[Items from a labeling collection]
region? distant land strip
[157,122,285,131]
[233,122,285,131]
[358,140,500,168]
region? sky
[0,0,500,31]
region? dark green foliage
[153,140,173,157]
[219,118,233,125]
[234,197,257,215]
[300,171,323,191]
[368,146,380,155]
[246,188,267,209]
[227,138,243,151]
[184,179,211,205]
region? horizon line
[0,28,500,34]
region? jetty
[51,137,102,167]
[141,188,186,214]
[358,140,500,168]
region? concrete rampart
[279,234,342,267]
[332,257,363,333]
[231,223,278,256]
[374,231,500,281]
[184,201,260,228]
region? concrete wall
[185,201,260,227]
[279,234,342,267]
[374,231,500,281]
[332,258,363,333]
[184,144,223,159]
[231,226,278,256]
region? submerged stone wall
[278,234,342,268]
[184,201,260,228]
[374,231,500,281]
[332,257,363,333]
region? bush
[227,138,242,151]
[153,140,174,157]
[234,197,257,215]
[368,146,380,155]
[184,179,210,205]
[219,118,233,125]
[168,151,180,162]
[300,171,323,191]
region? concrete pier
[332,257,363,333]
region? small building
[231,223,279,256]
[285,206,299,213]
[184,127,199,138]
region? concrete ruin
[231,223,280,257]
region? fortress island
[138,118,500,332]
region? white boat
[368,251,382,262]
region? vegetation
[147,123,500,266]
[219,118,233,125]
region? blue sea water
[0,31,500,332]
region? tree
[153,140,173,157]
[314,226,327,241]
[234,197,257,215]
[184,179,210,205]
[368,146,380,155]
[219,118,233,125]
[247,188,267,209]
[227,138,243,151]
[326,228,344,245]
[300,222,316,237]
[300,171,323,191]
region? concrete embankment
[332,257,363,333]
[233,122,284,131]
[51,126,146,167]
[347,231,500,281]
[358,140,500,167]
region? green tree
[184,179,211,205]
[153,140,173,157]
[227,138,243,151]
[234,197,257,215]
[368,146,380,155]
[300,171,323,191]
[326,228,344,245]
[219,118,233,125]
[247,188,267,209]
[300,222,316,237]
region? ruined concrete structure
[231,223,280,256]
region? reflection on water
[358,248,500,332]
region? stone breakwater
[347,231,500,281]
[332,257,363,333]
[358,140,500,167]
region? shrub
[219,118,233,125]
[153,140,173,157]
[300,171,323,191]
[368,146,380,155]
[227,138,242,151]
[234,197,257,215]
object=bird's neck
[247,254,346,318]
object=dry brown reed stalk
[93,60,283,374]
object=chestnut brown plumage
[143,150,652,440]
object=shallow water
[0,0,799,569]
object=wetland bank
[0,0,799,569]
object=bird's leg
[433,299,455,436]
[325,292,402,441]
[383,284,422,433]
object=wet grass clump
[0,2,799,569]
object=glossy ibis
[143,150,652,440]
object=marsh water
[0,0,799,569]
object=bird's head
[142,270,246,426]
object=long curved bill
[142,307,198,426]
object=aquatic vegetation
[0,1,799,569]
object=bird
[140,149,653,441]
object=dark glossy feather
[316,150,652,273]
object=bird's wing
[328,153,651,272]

- TASK STATEMENT: Copy out the material word for word and line for line.

- RESPONSE:
region? distant land strip
[157,122,285,131]
[233,122,285,131]
[358,140,500,168]
region? sky
[0,0,500,31]
region? dark green foliage
[153,140,173,157]
[219,118,233,125]
[234,197,257,215]
[300,171,323,191]
[368,146,380,155]
[246,188,267,209]
[227,138,243,151]
[184,179,211,205]
region? horizon line
[0,28,500,34]
region? jetty
[51,137,102,167]
[141,188,186,214]
[358,140,500,168]
region? concrete rampart
[279,234,342,267]
[332,257,363,333]
[231,223,278,256]
[374,231,500,281]
[184,201,260,228]
region? concrete wall
[185,201,260,227]
[279,234,342,267]
[374,231,500,281]
[332,258,363,333]
[184,144,223,159]
[231,226,278,256]
region? submerged stone wall
[278,234,342,268]
[184,201,260,228]
[374,231,500,281]
[332,257,363,333]
region? bush
[227,138,242,151]
[153,140,174,157]
[234,197,257,215]
[368,146,380,155]
[184,179,210,205]
[219,118,233,125]
[168,151,180,162]
[300,171,323,191]
region? concrete pier
[332,257,363,333]
region? small building
[231,223,279,256]
[285,206,299,213]
[184,127,199,138]
region? concrete ruin
[231,223,280,257]
region? fortress island
[138,118,500,332]
region? white boat
[368,251,382,262]
region? vegetation
[147,123,500,266]
[219,118,233,125]
region? blue sea water
[0,31,500,332]
region? tree
[153,140,173,157]
[314,226,327,241]
[234,197,257,215]
[184,179,210,205]
[368,146,380,155]
[219,118,233,125]
[247,188,267,209]
[227,138,243,151]
[326,228,344,245]
[300,222,316,237]
[300,171,323,191]
region? concrete embankment
[332,257,363,333]
[233,122,284,131]
[51,126,146,167]
[347,231,500,281]
[358,140,500,167]
region? green tree
[184,179,211,205]
[153,140,173,157]
[227,138,243,151]
[234,197,257,215]
[368,146,380,155]
[300,171,323,191]
[326,228,344,245]
[219,118,233,125]
[247,188,267,209]
[300,222,316,237]
region? ruined concrete structure
[231,223,280,256]
region? reflection on water
[358,248,500,332]
region? stone breakwater
[347,231,500,281]
[332,257,363,333]
[358,140,500,167]
region? shrub
[219,118,233,125]
[153,140,173,157]
[300,171,323,191]
[368,146,380,155]
[227,138,242,151]
[234,197,257,215]
object=bird's neck
[247,254,346,318]
object=dry brown reed stalk
[93,60,283,374]
object=chestnut brown plumage
[143,150,652,440]
object=shallow water
[0,0,799,569]
object=wetland bank
[0,0,799,569]
object=bird's leg
[433,299,455,436]
[325,292,402,441]
[383,284,422,433]
object=wet grass clump
[0,2,799,569]
object=glossy ibis
[143,150,652,440]
object=marsh water
[0,0,799,569]
object=bird's head
[142,270,246,426]
object=long curved bill
[142,307,198,426]
object=aquatic vegetation
[0,1,799,569]
object=bird
[140,149,653,441]
object=dark glossy feather
[316,150,652,273]
object=bird's wing
[328,153,651,272]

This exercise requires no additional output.